• Selected excerpt:

Flash Boys is written to entertain, though, not inform. It is littered with inaccuracies and dramatization to the point of lying.
Front-running, for the record, is illegal and nobody does it. Michael Lewis perverts the phrase to mean "using publicly available information and extremely expensive- though publicly available- radio technology to move stock information faster than competitors". Which you might still think is "unfair", though I would argue it's only unfair in the same sense that WalMart and Target make it hard for small shops to compete because they can't afford ultra-efficient trillion dollar supply chains. It's not illegal, it's objectively more efficient, and the only thing that prevents anyone from "just doing it too" is capital.
"Dark Pools" by Scott Patterson is a much more educated and in-the-know look at electronic trading.
>> Front-running, for the record, is illegal
I didn't get the sense that it is illegal from the book. Could you please elaborate what you understand by front running and why/how is it illegal.
>> Michael Lewis perverts the phrase to mean "using publicly available information
Per my understanding Michael Lewis is referring to the fact that HFT firms were able to race faster than the original trade executions and execute part of the trade, due to it being spread over multiple exchanges with different latencies.
While this may not be illegal, it surely sounds unethical.
> I didn't get the sense that it is illegal from the book. Could you please elaborate what you understand by front running and why/how is it illegal.
Front running involves placing a trade based on nonpublic information. It's a type of insider trading that has been going on for at least hundreds of years and it has nothing to do with HFT. The classic example is a broker placing orders ahead of their own clients in order to profit off the market's reaction to the client orders.
An HFT system placing orders based on public data feeds is not front running.
I'm not sure Michael Lewis said it was so much "unfair" as it was "nonproductive". The HFT firms weren't creating any value for the markets. They weren't making markets. They weren't helping liquidity except on paper by making every trade show up as multiple trades. At the end of the day they held zero position.
The problem is that they were basically taxing everybody who couldn't build quite as close to the physical location of the servers as they could. They were just parasites.
Every non-fraudulent profitable trade makes prices more efficient (in either time or value), and in this case it's time. Their competitors aren't you and me, and someone is going to make money from the arbitrage, so what's the big deal? The capital they spent to set up their edge just comes out of the profits that their competitors would be enjoying without them.
But HFT made the trades take longer, making them less efficient. By buying up the stocks while the trade was still in route, it cause the trade to fail and to make the brokers try it again at a higher price, wasting their time and money.

• Exercise description:
From the discussion of Flash Boys, extract word for word the part that opens with the words containing "Flash Boys is" and closes with "at electronic trading.". The material that comes next is separate from the discussion of Flash Boys.

• Data records:
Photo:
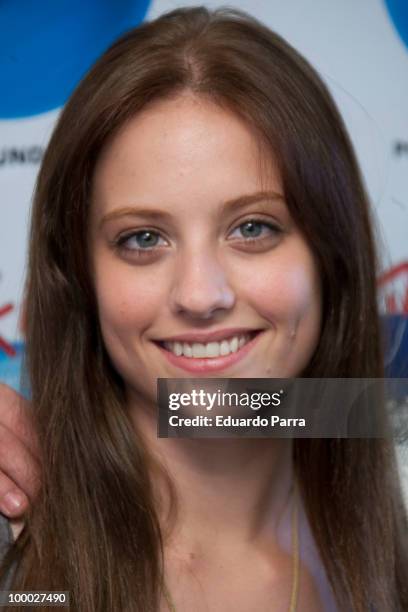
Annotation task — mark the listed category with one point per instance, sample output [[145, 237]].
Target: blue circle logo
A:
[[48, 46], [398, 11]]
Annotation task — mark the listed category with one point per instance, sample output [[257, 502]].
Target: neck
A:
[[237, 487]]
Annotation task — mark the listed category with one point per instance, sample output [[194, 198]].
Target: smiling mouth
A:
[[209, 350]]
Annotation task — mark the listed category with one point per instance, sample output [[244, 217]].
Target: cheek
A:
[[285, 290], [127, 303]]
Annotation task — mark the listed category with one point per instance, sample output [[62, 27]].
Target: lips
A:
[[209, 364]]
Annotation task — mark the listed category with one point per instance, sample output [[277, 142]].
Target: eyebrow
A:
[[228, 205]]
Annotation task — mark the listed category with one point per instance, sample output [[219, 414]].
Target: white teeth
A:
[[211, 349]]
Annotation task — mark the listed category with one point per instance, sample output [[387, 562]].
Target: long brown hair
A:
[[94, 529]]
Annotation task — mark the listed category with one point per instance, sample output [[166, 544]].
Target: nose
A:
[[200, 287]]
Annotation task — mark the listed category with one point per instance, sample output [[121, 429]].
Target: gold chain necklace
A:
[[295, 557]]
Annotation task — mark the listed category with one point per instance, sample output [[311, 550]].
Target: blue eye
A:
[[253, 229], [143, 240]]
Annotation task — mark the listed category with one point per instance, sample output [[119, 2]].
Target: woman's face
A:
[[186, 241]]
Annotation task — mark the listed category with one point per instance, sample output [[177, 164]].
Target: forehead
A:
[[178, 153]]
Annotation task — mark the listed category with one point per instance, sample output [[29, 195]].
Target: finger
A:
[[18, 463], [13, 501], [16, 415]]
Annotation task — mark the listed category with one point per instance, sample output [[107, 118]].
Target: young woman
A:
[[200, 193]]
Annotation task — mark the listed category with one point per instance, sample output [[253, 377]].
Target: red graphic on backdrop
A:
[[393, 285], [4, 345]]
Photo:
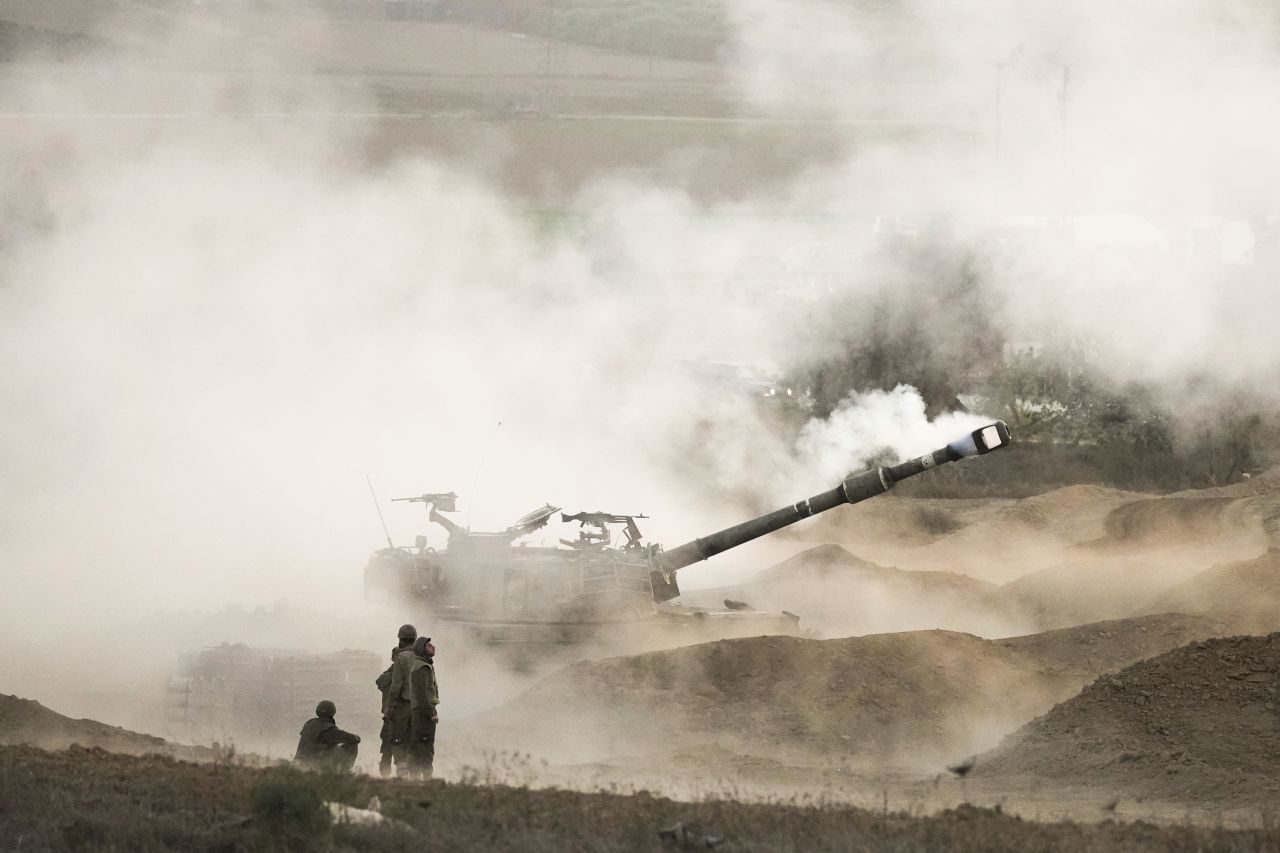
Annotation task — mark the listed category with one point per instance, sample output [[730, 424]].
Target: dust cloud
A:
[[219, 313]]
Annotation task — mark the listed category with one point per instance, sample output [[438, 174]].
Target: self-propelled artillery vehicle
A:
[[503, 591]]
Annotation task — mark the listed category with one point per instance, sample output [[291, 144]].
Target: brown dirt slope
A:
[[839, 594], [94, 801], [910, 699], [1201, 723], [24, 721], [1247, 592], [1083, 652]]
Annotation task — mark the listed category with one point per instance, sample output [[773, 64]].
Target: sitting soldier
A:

• Correct answer:
Flash Boys is written to entertain, though, not inform. It is littered with inaccuracies and dramatization to the point of lying.
Front-running, for the record, is illegal and nobody does it. Michael Lewis perverts the phrase to mean "using publicly available information and extremely expensive- though publicly available- radio technology to move stock information faster than competitors". Which you might still think is "unfair", though I would argue it's only unfair in the same sense that WalMart and Target make it hard for small shops to compete because they can't afford ultra-efficient trillion dollar supply chains. It's not illegal, it's objectively more efficient, and the only thing that prevents anyone from "just doing it too" is capital.
"Dark Pools" by Scott Patterson is a much more educated and in-the-know look at electronic trading.